→ **Job**
Reproduce all the lines below exactly and omit the images.

(Boundary annotation records)
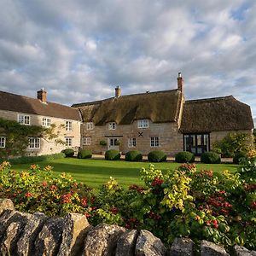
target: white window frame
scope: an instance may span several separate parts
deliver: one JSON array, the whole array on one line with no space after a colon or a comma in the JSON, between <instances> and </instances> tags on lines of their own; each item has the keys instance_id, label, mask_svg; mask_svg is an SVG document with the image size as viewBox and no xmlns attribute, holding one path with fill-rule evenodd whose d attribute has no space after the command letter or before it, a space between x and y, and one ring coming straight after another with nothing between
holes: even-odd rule
<instances>
[{"instance_id":1,"label":"white window frame","mask_svg":"<svg viewBox=\"0 0 256 256\"><path fill-rule=\"evenodd\" d=\"M83 137L83 145L84 146L90 146L91 143L90 137Z\"/></svg>"},{"instance_id":2,"label":"white window frame","mask_svg":"<svg viewBox=\"0 0 256 256\"><path fill-rule=\"evenodd\" d=\"M24 125L30 125L30 115L19 113L18 123Z\"/></svg>"},{"instance_id":3,"label":"white window frame","mask_svg":"<svg viewBox=\"0 0 256 256\"><path fill-rule=\"evenodd\" d=\"M0 137L0 148L5 148L5 143L6 143L6 138L5 137Z\"/></svg>"},{"instance_id":4,"label":"white window frame","mask_svg":"<svg viewBox=\"0 0 256 256\"><path fill-rule=\"evenodd\" d=\"M116 129L116 123L115 122L108 123L108 130L115 130L115 129Z\"/></svg>"},{"instance_id":5,"label":"white window frame","mask_svg":"<svg viewBox=\"0 0 256 256\"><path fill-rule=\"evenodd\" d=\"M38 149L40 148L41 140L39 137L28 137L28 148L29 149Z\"/></svg>"},{"instance_id":6,"label":"white window frame","mask_svg":"<svg viewBox=\"0 0 256 256\"><path fill-rule=\"evenodd\" d=\"M160 146L160 139L159 137L150 137L150 147L159 147Z\"/></svg>"},{"instance_id":7,"label":"white window frame","mask_svg":"<svg viewBox=\"0 0 256 256\"><path fill-rule=\"evenodd\" d=\"M148 128L149 127L149 121L148 119L138 119L137 120L137 128Z\"/></svg>"},{"instance_id":8,"label":"white window frame","mask_svg":"<svg viewBox=\"0 0 256 256\"><path fill-rule=\"evenodd\" d=\"M67 148L73 147L73 137L65 137L65 145Z\"/></svg>"},{"instance_id":9,"label":"white window frame","mask_svg":"<svg viewBox=\"0 0 256 256\"><path fill-rule=\"evenodd\" d=\"M42 125L44 127L50 126L50 119L49 118L43 118Z\"/></svg>"},{"instance_id":10,"label":"white window frame","mask_svg":"<svg viewBox=\"0 0 256 256\"><path fill-rule=\"evenodd\" d=\"M86 123L86 130L93 130L94 125L92 122Z\"/></svg>"},{"instance_id":11,"label":"white window frame","mask_svg":"<svg viewBox=\"0 0 256 256\"><path fill-rule=\"evenodd\" d=\"M128 138L128 148L136 148L136 137Z\"/></svg>"},{"instance_id":12,"label":"white window frame","mask_svg":"<svg viewBox=\"0 0 256 256\"><path fill-rule=\"evenodd\" d=\"M65 129L67 131L73 131L73 123L72 121L66 121L65 122Z\"/></svg>"}]
</instances>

→ **Written solution**
target: white window frame
scope: an instance may span several separate parts
deliver: one JSON array, the whole array on one line with no space after a colon or a comma in the JSON, between <instances> and </instances> tags on lines of their own; each item has the keys instance_id, label, mask_svg; mask_svg is an SVG document with the image size as viewBox and no xmlns attribute, holding one path with fill-rule evenodd whose d attribute has no space after the command letter or before it, a space between x and y, and one ring coming straight after another with nothing between
holes: even-odd rule
<instances>
[{"instance_id":1,"label":"white window frame","mask_svg":"<svg viewBox=\"0 0 256 256\"><path fill-rule=\"evenodd\" d=\"M83 137L83 145L84 146L90 146L91 143L90 137Z\"/></svg>"},{"instance_id":2,"label":"white window frame","mask_svg":"<svg viewBox=\"0 0 256 256\"><path fill-rule=\"evenodd\" d=\"M24 125L30 125L30 115L19 113L18 123Z\"/></svg>"},{"instance_id":3,"label":"white window frame","mask_svg":"<svg viewBox=\"0 0 256 256\"><path fill-rule=\"evenodd\" d=\"M0 137L0 148L5 148L5 143L6 143L6 138L5 137Z\"/></svg>"},{"instance_id":4,"label":"white window frame","mask_svg":"<svg viewBox=\"0 0 256 256\"><path fill-rule=\"evenodd\" d=\"M116 129L116 123L115 122L108 123L108 130L115 130L115 129Z\"/></svg>"},{"instance_id":5,"label":"white window frame","mask_svg":"<svg viewBox=\"0 0 256 256\"><path fill-rule=\"evenodd\" d=\"M38 149L40 148L41 140L39 137L28 137L28 148L29 149Z\"/></svg>"},{"instance_id":6,"label":"white window frame","mask_svg":"<svg viewBox=\"0 0 256 256\"><path fill-rule=\"evenodd\" d=\"M160 146L160 139L159 137L150 137L150 147L159 147Z\"/></svg>"},{"instance_id":7,"label":"white window frame","mask_svg":"<svg viewBox=\"0 0 256 256\"><path fill-rule=\"evenodd\" d=\"M148 128L149 127L149 121L148 119L138 119L137 120L137 128Z\"/></svg>"},{"instance_id":8,"label":"white window frame","mask_svg":"<svg viewBox=\"0 0 256 256\"><path fill-rule=\"evenodd\" d=\"M67 148L73 147L73 137L65 137L65 145Z\"/></svg>"},{"instance_id":9,"label":"white window frame","mask_svg":"<svg viewBox=\"0 0 256 256\"><path fill-rule=\"evenodd\" d=\"M42 125L44 127L50 126L50 119L49 118L43 118Z\"/></svg>"},{"instance_id":10,"label":"white window frame","mask_svg":"<svg viewBox=\"0 0 256 256\"><path fill-rule=\"evenodd\" d=\"M86 123L86 130L93 130L94 125L92 122Z\"/></svg>"},{"instance_id":11,"label":"white window frame","mask_svg":"<svg viewBox=\"0 0 256 256\"><path fill-rule=\"evenodd\" d=\"M128 138L128 148L136 148L136 137Z\"/></svg>"},{"instance_id":12,"label":"white window frame","mask_svg":"<svg viewBox=\"0 0 256 256\"><path fill-rule=\"evenodd\" d=\"M65 129L67 131L73 131L73 123L72 121L66 121L65 122Z\"/></svg>"}]
</instances>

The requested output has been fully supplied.